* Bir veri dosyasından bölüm
━━━━━━━━━━
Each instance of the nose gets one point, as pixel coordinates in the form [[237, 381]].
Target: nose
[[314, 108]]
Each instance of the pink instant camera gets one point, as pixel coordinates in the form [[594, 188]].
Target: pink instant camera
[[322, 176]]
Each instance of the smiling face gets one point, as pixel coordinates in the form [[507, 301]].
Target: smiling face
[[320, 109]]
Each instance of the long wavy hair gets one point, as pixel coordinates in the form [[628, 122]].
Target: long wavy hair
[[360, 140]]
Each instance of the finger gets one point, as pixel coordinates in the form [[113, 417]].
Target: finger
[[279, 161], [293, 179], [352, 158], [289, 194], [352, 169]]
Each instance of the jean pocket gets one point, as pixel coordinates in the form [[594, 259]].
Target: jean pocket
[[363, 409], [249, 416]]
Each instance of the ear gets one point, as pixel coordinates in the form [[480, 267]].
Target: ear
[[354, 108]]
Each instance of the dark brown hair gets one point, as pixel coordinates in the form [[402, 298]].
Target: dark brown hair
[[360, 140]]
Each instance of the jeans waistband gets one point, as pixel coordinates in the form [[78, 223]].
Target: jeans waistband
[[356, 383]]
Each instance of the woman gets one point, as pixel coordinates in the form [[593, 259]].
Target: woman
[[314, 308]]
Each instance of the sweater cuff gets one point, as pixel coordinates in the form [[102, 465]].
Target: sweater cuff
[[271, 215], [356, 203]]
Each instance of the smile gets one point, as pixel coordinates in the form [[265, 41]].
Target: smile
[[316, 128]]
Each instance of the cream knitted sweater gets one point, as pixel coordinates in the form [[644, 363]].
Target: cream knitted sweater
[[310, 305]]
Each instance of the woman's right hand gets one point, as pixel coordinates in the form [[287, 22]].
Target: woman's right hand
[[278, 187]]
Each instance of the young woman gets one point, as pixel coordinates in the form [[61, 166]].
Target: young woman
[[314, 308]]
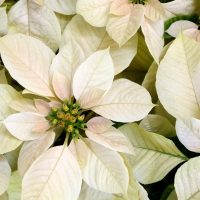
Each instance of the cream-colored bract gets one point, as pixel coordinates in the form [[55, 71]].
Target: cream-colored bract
[[65, 7], [8, 142], [92, 39], [187, 180], [3, 21], [15, 186], [158, 124], [54, 175], [131, 108], [28, 62], [91, 83], [97, 162], [188, 132], [132, 97], [178, 79], [123, 19], [180, 26], [33, 149], [151, 148], [5, 173], [27, 17]]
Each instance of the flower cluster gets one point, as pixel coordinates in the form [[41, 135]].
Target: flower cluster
[[99, 98]]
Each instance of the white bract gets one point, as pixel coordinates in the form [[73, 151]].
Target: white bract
[[123, 18], [70, 88]]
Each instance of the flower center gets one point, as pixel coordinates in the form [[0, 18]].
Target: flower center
[[69, 117], [138, 1]]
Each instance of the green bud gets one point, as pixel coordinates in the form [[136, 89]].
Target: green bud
[[70, 129], [65, 107], [54, 109], [54, 122], [74, 111], [81, 118]]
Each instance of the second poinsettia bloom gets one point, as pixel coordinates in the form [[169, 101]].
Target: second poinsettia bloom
[[123, 18]]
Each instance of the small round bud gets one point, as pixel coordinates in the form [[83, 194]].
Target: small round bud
[[54, 109], [76, 131], [54, 122], [82, 125], [70, 129], [72, 119], [67, 116], [62, 124], [74, 111], [81, 118], [60, 115], [65, 107]]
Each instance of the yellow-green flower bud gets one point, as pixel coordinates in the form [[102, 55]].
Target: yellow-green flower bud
[[72, 119], [81, 118], [70, 129], [54, 109], [65, 107], [60, 115], [74, 111], [54, 122]]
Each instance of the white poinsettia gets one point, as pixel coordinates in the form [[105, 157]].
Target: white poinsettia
[[73, 91], [123, 18], [187, 27]]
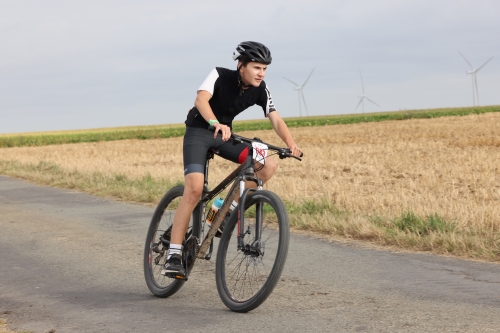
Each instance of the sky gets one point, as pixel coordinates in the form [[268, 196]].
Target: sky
[[90, 64]]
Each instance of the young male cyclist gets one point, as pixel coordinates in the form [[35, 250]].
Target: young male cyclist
[[223, 95]]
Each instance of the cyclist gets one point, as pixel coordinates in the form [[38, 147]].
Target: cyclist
[[224, 94]]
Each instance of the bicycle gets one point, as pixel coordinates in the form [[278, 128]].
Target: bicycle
[[249, 261]]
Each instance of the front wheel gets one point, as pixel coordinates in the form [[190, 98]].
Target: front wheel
[[158, 244], [246, 276]]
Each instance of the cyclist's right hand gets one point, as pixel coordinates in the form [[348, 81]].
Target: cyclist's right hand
[[224, 130]]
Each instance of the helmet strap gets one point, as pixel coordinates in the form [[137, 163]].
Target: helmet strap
[[241, 84]]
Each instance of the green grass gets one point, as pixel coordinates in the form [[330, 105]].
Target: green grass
[[168, 131]]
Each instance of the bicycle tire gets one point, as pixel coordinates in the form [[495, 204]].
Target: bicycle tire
[[245, 280], [156, 250]]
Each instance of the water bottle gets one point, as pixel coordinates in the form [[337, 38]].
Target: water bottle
[[213, 211]]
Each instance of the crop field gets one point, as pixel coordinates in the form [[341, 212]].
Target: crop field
[[420, 184]]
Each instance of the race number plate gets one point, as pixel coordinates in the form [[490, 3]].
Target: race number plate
[[259, 152]]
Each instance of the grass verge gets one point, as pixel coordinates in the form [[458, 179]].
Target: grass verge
[[168, 131], [409, 231], [5, 329]]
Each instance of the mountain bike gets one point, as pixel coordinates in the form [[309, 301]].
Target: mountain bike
[[254, 242]]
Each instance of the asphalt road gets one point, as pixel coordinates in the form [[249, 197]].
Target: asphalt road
[[72, 262]]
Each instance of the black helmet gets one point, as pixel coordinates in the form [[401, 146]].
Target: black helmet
[[252, 51]]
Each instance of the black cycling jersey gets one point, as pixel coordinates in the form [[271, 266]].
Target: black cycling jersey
[[226, 102]]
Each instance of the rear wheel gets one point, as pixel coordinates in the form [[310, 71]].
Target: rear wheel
[[247, 276], [158, 244]]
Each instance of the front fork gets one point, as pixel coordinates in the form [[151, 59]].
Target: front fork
[[253, 248]]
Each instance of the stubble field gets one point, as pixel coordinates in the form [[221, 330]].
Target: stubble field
[[424, 184]]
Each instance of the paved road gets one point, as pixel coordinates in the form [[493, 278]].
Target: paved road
[[73, 262]]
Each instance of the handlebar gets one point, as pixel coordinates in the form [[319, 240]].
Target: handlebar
[[281, 152]]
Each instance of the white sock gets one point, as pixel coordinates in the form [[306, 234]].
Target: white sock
[[174, 249]]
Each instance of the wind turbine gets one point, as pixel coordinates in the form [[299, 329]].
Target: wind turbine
[[301, 93], [474, 80], [363, 97]]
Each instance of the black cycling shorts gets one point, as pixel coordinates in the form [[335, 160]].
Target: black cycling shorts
[[197, 142]]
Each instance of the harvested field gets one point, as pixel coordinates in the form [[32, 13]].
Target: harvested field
[[370, 173]]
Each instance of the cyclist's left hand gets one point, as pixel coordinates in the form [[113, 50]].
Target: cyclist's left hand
[[296, 151]]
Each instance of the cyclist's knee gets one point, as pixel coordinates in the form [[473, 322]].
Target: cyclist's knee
[[193, 186]]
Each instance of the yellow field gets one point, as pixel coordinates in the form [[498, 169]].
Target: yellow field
[[448, 166]]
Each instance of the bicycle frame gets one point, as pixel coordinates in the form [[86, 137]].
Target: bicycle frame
[[242, 173]]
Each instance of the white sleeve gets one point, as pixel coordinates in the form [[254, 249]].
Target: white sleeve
[[209, 82]]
━━━━━━━━━━
* Alıştırma Koşulları
Yukarıdaki satırlardan "Each instance of the sweater" ifadesini içeren satırdan "[[310, 305]]" ifadesini içeren satıra kadar uzanan bölümü, iki uçtaki satırlar da dahil olmak üzere, hiçbir değişiklik yapmadan yeniden yazın.

* Eksiksiz Yanıt
Each instance of the sweater cuff gets one point, as pixel coordinates in the form [[102, 465]].
Target: sweater cuff
[[271, 215], [356, 203]]
Each instance of the smile gets one point, as pixel coordinates in the form [[265, 41]].
Target: smile
[[316, 128]]
Each instance of the cream knitted sweater gets one point, as pixel coordinates in the form [[644, 363]].
Target: cream knitted sweater
[[310, 305]]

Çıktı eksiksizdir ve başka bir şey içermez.